# What does your fursona's voice sound like ?



## mustelidcreature (Feb 11, 2018)

Does it sound just like your voice or is it different ?
I was thinking about this earlier and I'm curious.
Does your character have a "headcanon" voice ? If so,feel free to link it.
My fursona's voice sounds pretty much much like mine but deeper and with a more exaggerated accent. 
His accent is like a mix of a new york accent and an english accent if you're wondering.


----------



## Dongding (Feb 11, 2018)

I have never once thought about that... 3:


----------



## Massan Otter (Feb 11, 2018)

Quite clearly spoken west coast Scottish.  Not as genteel as Ivor Cutler, less guttural than a young Billy Connolly, but imagining a mid point between these two examples should get you there.


----------



## Pompadork (Feb 11, 2018)

So hard to pick! Im super torn between a bunch of voices for Axxe because I don't think he'd sound super over the top cartoony but at the same time a specific kind of vaguely normal voice? I think I kind of like Andy from Mission Hill for him as of right now at least.





On the other hand Lil Darlin is DEFINITELY Leland from Doctor Tran. It is law.

__
		https://did%3D926a4526f111bfe64eeaf546047e72ead52ce661%3Bid%3D136802373288%3Bkey%3Dnpa3q9n9pr8Q_NLyRNwduQ%3Bname%3Dtrohmosexual


----------



## Barley the Slothbat (Feb 11, 2018)

I think my 'sona would sound like SonReal


----------



## Ginza (Feb 11, 2018)

- [What you have to do] Copy the passage of the fursona voice thread from "## mustelidcreature (Feb" to "more exaggerated accent.".

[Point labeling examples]
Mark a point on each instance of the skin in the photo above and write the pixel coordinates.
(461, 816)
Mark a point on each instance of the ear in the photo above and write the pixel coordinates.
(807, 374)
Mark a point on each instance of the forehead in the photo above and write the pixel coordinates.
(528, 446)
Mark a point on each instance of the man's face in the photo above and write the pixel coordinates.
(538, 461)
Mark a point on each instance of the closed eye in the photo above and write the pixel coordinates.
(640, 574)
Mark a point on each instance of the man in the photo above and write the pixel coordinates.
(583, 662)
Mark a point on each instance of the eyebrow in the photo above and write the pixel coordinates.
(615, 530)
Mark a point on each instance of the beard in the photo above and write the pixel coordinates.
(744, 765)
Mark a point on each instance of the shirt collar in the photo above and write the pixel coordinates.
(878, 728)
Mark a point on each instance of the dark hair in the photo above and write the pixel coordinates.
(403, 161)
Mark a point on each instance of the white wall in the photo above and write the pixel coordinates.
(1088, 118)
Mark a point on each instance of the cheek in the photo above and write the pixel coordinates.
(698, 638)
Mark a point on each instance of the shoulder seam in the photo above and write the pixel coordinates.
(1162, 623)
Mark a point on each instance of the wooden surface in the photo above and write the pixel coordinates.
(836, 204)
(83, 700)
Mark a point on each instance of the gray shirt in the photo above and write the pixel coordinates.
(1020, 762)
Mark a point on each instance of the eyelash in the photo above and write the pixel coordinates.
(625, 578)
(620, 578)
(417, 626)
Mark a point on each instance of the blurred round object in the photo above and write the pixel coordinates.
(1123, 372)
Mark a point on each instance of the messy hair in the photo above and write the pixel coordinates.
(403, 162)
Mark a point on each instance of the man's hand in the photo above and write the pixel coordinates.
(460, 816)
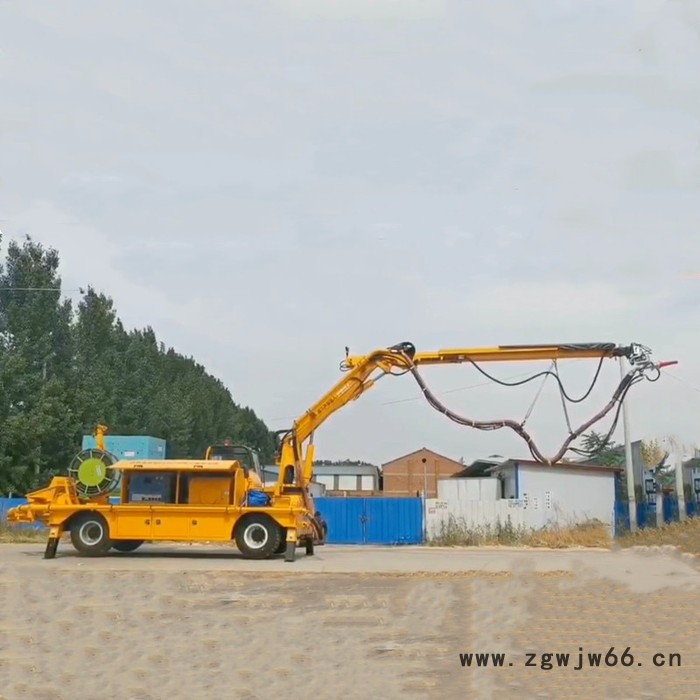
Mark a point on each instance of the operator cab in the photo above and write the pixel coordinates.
(226, 450)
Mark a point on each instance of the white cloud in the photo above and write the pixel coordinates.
(290, 178)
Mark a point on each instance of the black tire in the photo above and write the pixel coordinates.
(258, 536)
(89, 534)
(126, 545)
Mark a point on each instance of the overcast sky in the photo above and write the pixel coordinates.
(265, 183)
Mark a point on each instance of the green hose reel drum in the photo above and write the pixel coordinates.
(92, 472)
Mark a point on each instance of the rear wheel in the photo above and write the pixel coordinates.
(258, 536)
(89, 534)
(126, 545)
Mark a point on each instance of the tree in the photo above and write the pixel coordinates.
(62, 371)
(38, 422)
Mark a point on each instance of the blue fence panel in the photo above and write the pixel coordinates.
(646, 513)
(344, 517)
(394, 520)
(357, 520)
(6, 504)
(670, 509)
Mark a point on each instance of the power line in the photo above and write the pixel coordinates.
(37, 289)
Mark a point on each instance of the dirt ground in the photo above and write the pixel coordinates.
(352, 622)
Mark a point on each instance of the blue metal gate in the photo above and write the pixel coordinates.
(372, 520)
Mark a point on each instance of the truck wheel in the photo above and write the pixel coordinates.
(126, 545)
(258, 536)
(89, 534)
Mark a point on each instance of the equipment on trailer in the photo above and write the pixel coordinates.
(221, 498)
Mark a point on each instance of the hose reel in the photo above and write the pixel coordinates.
(92, 472)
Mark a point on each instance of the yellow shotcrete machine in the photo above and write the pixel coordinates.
(221, 498)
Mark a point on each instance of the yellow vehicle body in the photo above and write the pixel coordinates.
(173, 500)
(211, 499)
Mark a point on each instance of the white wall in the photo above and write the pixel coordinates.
(568, 495)
(465, 489)
(555, 497)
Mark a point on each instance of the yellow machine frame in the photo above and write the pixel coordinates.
(289, 520)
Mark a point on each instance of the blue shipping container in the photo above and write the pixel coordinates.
(130, 446)
(372, 520)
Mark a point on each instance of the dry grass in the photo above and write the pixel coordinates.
(685, 536)
(457, 534)
(14, 534)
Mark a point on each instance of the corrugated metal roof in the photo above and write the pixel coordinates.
(337, 469)
(573, 466)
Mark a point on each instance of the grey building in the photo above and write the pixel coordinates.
(348, 477)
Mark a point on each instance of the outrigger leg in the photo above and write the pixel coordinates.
(52, 543)
(291, 550)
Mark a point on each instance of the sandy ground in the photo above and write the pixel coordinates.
(195, 622)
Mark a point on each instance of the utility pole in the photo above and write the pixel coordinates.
(629, 467)
(678, 454)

- [Answer to this task]
## mustelidcreature (Feb 11, 2018)

Does it sound just like your voice or is it different ?
I was thinking about this earlier and I'm curious.
Does your character have a "headcanon" voice ? If so,feel free to link it.
My fursona's voice sounds pretty much much like mine but deeper and with a more exaggerated accent.